### Lavoro da svolgere
1. Rispondi a queste domande sul brano su Dante:
(a) Dove e in quale anno fu decapitato Corradino di Svevia?
(b) Per quale motivo la discesa in Italia di Enrico VII fu infruttuosa?
(c) A quale fazione aderì Dante durante la sua attività politica fiorentina?
2. Trova tutte le righe che contengono la parola "white" e copiale.

### Brano estratto
######
Antieuropa

DANTE, GUELFO O GHIBELLINO?

Si è già parlato della condizione dell’Impero nel momento storico in cui Dante visse. Con la morte dell’ultimo rampollo degli Hohenstaufen, Corradino di Svevia, ignobilmente decapitato a Napoli dagli angioini (1268), si esaurisce la politica imperiale degli Svevi che aveva avuto ambizioni europee, in nome della missione politica sovrannazionale che questi imperatori, legittimamente, riconoscevano all’Impero.

Dopo gli Hohenstaufen la politica imperiale si ridusse nei limiti degli interessi tedeschi ad eccezione della discesa in Italia di Enrico VII, che fu infruttuosa per la sua morte prematura.

Questo non significa affatto, comunque, che l’istituzione imperiale fosse scomparsa come idea-forza dalla coscienza dei contemporanei, come lo stesso Dante dimostra, né solo perché la politica imperiale non corrispondeva alle sue speranze, si può accusare questo geniale pensatore e poeta di anacronismo o, peggio, di adesione ad un’idea utopistica.

L’idea imperiale ai tempi di Dante era ben viva e presente e tanto operante non solo da giustificare le sue prese di posizione ma da renderle le uniche concepibili in quel momento politico.

Che Dante abbia aderito, nel periodo della sua attività politica fiorentina, alla fazione dei guelfi bianchi è indubbio, ma ciò va considerato assolutamente relativo rispetto al suo pensiero politico che trova la sua formulazione più compiuta nel De monarchia e in alcuni passi della Divina Commedia.
######
### Righe estratte
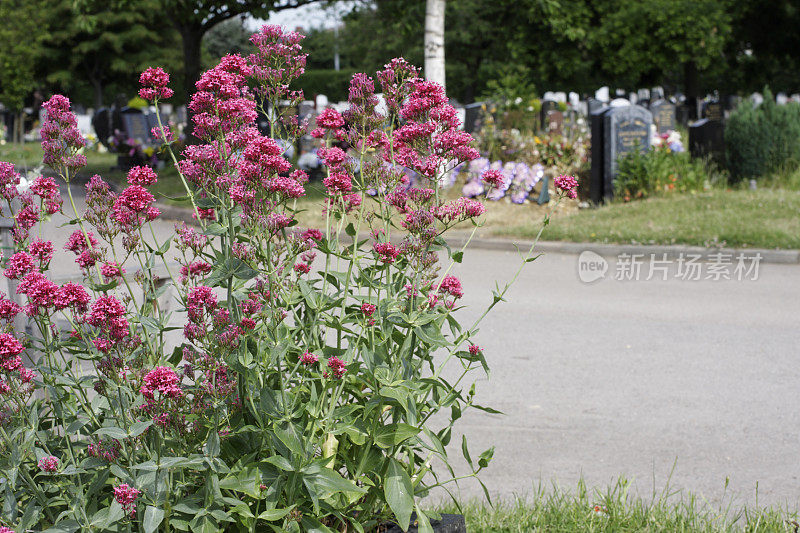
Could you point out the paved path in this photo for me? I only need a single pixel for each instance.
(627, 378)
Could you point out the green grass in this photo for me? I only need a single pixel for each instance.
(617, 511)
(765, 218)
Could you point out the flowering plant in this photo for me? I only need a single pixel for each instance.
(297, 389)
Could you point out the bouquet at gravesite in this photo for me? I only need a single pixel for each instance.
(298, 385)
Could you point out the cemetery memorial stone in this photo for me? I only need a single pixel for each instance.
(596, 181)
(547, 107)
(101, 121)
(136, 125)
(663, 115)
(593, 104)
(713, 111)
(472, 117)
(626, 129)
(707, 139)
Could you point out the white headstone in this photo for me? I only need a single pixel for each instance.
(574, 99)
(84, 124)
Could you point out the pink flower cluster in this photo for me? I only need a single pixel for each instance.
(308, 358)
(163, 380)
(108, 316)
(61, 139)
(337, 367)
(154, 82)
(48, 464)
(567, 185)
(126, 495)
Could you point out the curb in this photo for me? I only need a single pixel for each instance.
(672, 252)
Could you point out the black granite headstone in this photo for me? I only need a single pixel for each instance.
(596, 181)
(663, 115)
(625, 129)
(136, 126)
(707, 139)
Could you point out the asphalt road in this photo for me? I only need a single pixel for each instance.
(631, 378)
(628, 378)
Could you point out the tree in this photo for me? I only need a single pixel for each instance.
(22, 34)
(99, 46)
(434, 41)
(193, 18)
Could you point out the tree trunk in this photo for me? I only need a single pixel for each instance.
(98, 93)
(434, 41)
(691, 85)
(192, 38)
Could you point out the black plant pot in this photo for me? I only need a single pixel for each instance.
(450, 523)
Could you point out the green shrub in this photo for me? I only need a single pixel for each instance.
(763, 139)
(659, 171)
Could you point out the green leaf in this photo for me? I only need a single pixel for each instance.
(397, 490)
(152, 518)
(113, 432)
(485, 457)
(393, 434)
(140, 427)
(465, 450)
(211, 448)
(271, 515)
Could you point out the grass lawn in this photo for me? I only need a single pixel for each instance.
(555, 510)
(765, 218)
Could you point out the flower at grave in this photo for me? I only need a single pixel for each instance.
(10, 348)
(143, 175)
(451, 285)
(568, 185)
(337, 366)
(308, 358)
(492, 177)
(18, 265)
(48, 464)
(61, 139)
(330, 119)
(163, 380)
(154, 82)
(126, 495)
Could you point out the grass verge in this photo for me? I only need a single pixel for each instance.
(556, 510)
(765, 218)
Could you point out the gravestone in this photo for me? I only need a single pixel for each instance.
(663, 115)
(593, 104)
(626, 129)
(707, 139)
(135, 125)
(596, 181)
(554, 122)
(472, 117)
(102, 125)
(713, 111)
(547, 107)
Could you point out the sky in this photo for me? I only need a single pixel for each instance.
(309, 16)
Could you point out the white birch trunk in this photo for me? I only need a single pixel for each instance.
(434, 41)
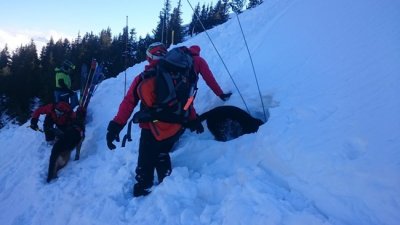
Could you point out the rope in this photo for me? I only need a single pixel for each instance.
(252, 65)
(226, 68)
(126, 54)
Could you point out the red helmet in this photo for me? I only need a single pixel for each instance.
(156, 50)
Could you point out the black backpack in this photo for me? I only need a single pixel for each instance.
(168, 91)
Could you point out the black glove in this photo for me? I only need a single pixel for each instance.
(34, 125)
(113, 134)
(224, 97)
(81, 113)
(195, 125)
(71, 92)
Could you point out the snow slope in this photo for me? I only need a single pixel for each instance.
######
### Risposte
1.
(a) A Napoli, nel 1268.
(b) Per la sua morte prematura.
(c) Alla fazione dei guelfi bianchi.

2.
Could you point out the white headstone in this photo for me? I only need a single pixel for each instance.
Could you point out the white birch trunk in this photo for me? I only need a single pixel for each instance.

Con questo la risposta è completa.